**Do this:**
From the line containing "Locate the barred" through the last line of the entries below, repeat each line word for word and leave out the rest.

**Source material:**
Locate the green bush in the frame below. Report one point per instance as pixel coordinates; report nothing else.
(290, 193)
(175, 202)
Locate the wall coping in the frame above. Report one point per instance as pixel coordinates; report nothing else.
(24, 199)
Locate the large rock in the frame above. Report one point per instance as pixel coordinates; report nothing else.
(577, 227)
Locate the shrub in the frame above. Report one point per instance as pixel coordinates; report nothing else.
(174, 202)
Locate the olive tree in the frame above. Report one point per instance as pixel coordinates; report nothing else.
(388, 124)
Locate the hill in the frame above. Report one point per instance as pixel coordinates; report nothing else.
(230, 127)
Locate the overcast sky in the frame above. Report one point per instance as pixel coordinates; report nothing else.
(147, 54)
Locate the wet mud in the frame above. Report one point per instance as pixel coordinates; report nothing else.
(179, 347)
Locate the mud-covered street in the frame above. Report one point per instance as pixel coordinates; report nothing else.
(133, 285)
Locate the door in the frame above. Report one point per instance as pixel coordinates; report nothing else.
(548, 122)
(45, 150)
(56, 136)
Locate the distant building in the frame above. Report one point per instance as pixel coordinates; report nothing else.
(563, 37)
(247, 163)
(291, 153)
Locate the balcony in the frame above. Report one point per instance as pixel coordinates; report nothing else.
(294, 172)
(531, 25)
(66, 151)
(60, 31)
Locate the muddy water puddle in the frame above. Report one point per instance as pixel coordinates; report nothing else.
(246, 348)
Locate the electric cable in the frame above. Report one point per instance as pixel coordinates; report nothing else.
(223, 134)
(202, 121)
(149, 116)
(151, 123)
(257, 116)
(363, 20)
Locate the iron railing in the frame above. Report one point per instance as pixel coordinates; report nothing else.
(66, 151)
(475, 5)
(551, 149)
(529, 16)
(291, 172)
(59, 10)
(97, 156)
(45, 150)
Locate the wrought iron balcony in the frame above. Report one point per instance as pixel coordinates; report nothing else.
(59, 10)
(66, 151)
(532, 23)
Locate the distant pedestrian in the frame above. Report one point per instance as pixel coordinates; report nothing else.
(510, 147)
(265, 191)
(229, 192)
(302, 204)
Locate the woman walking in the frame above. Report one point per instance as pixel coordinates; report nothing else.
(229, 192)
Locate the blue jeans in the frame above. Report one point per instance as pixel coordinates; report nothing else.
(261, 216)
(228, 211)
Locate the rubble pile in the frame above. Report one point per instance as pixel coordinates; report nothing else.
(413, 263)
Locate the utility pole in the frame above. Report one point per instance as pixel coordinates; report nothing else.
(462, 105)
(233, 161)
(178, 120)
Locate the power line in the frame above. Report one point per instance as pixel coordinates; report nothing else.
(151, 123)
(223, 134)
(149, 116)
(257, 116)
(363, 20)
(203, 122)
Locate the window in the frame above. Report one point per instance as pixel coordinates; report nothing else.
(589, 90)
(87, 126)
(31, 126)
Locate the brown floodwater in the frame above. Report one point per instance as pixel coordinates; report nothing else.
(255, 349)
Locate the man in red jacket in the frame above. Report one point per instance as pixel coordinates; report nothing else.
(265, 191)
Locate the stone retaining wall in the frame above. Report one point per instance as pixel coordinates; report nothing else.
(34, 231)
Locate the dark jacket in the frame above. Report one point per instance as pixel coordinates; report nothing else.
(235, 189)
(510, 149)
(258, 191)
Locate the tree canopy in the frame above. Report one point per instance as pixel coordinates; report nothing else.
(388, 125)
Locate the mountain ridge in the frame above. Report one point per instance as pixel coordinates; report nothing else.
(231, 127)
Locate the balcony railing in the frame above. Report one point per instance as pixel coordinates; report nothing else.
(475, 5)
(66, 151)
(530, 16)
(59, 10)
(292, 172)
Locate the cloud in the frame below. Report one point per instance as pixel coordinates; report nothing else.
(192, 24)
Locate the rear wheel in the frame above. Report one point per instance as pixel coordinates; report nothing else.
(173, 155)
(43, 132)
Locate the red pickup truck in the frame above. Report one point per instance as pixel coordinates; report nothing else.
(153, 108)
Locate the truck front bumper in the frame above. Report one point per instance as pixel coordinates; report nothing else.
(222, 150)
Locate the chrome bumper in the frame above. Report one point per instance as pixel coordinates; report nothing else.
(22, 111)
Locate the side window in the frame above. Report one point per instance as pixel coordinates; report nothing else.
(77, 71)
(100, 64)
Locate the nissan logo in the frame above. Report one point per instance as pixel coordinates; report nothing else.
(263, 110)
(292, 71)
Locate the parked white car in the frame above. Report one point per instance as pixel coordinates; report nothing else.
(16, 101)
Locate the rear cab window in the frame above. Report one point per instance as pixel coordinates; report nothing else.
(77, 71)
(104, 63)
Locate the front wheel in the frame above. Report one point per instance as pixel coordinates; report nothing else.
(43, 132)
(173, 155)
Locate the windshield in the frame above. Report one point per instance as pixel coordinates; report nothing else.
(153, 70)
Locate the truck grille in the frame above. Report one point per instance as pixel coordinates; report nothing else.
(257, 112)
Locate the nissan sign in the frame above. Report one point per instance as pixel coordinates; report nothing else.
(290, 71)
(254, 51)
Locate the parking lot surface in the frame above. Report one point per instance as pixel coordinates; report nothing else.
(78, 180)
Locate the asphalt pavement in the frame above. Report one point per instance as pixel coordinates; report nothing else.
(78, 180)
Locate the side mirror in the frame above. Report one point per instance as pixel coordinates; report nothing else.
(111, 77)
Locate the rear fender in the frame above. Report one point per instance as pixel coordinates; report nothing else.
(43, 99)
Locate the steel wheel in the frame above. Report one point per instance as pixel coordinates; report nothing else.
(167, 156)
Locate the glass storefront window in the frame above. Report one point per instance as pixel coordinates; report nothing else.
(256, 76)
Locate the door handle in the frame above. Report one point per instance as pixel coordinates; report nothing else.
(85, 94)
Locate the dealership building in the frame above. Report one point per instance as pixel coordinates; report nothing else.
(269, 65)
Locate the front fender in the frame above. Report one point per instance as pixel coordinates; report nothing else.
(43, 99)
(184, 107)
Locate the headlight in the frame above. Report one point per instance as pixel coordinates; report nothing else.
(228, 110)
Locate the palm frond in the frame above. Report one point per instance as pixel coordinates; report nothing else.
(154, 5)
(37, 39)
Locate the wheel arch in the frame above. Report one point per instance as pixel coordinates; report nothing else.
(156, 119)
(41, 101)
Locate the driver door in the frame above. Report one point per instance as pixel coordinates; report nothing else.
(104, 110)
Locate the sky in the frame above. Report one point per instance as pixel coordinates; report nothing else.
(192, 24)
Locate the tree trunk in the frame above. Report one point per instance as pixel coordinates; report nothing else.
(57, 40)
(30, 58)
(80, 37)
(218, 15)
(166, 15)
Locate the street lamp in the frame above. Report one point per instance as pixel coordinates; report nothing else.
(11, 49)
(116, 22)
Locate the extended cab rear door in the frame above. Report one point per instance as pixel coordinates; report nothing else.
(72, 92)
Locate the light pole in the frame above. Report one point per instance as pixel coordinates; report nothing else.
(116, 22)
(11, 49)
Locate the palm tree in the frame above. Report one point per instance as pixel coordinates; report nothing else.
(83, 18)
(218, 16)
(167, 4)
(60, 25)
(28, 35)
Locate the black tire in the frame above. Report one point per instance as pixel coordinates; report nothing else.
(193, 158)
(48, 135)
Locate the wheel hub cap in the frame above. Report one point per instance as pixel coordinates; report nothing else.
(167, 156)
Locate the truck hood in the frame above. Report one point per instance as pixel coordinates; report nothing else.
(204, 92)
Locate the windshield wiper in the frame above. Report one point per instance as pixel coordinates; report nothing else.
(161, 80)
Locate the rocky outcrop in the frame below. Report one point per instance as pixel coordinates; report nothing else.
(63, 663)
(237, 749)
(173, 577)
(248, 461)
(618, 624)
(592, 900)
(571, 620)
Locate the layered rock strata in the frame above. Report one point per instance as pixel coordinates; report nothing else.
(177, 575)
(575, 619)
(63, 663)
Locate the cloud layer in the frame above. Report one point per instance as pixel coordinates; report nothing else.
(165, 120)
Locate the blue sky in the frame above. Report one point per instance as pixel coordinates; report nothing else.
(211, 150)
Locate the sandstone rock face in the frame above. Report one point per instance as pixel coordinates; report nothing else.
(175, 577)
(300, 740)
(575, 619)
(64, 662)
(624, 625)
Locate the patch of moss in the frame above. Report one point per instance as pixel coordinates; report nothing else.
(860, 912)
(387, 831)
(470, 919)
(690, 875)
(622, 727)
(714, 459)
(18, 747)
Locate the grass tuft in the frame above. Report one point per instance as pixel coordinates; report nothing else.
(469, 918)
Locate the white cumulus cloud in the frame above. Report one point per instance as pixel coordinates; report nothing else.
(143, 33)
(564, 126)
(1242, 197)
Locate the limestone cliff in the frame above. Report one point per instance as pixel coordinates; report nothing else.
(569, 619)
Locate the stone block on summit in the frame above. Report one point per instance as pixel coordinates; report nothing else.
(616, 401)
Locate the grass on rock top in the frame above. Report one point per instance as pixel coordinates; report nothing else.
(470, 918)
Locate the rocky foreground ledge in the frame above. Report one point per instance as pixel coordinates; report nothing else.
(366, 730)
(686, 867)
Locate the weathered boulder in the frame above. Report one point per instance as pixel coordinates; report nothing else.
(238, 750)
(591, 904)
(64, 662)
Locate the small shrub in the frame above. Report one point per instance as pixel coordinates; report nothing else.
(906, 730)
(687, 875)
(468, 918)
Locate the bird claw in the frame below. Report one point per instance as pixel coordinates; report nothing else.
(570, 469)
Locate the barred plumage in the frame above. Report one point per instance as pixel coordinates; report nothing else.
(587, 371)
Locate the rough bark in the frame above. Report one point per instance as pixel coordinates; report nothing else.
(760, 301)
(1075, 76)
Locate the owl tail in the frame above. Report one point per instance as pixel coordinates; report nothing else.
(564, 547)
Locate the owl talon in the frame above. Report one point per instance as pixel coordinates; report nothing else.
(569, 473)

**Finished exercise:**
Locate the barred plumage in the frame above. Report one point per instance as pixel coordinates; report nothing else.
(587, 371)
Locate the rough bark in the frame above. Report one point per instance as pixel coordinates; report nothing else.
(760, 301)
(1075, 76)
Locate the owl tail in the frame above. Report one point per instance as pixel coordinates; report nothing else.
(564, 547)
Locate the owl talon in the frame above. Report one point per instance as pixel coordinates; report nothing else.
(569, 473)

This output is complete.